Speaking practically no English, Ayelet (Charlotte Cohn) is in a jam. She's been traveling in Virginia with Aunt Edna (Carol Lawrence -- yes, that Carol Lawrence) -- when poor Auntie dies. Making matters worse, Edna's corpse disappears after deliveryman Terrence (Sheffield Chastain) watches someone drive off with the truck in which he thoughtlessly left the keys.

Thinking old pal Josh (Jonathan Sale) might help because he's Jewish, Terrence introduces Josh, who hasn't really spoken much Hebrew since his bar mitzvah, to Ayelet -- and on Christmas Eve, no less. It's not love at first sight -- Josh is still mourning his wife killed in an auto accident twenty months earlier. But after much gesticulating and finding words they both know in the two germane languages, Josh and Ayelet develop eyes for each other.

Edna figures in during flashbacks to December 23 when Edna's real reason becomes clear for concentrating on Virginia for Ayelet's maiden voyage to the States. The rationale won't be divulged, but it figures in with dim-witted but lively Terrence's naïve belief that there's a pattern to life -- a conviction Josh refuses to buy.

When all is said -- in English and Hebrew -- and done, Handle With Care, as directed by Karen Carpenter, is an innocuous proposition, but with actors demonstrating the charm and humor these four do, it's curmudgeonly to object.

::::

▶ Given request
Reproduce the part of the review of Handle With Care between "Edna figures in" and "curmudgeonly to object.", inclusive.

▶ Supplied data
::::

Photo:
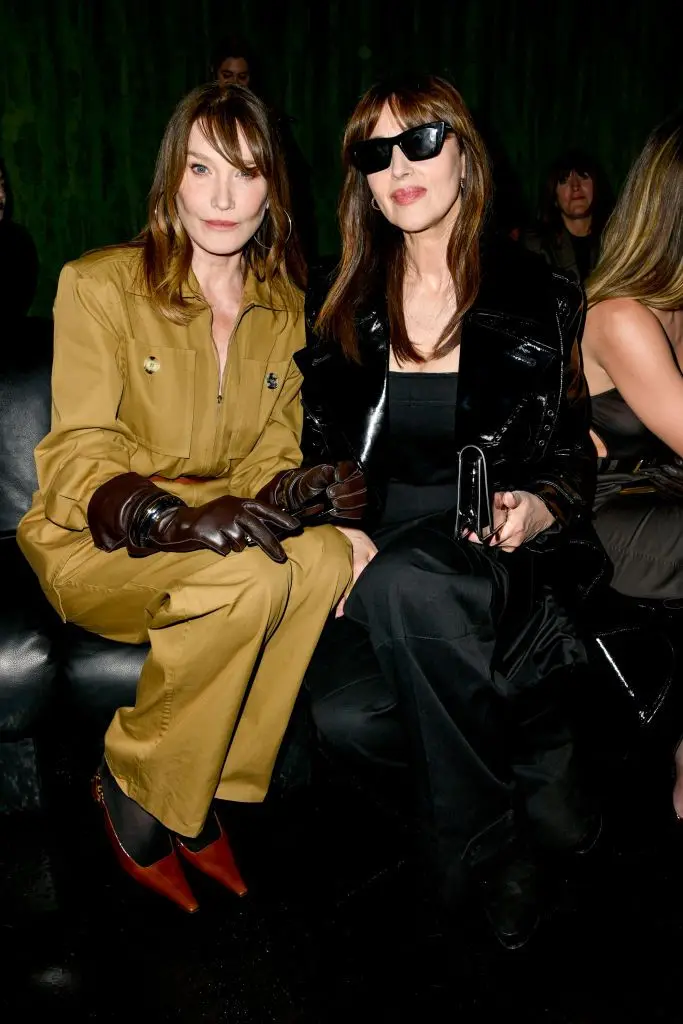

::::

▶ Complete answer
Edna figures in during flashbacks to December 23 when Edna's real reason becomes clear for concentrating on Virginia for Ayelet's maiden voyage to the States. The rationale won't be divulged, but it figures in with dim-witted but lively Terrence's naïve belief that there's a pattern to life -- a conviction Josh refuses to buy.

When all is said -- in English and Hebrew -- and done, Handle With Care, as directed by Karen Carpenter, is an innocuous proposition, but with actors demonstrating the charm and humor these four do, it's curmudgeonly to object.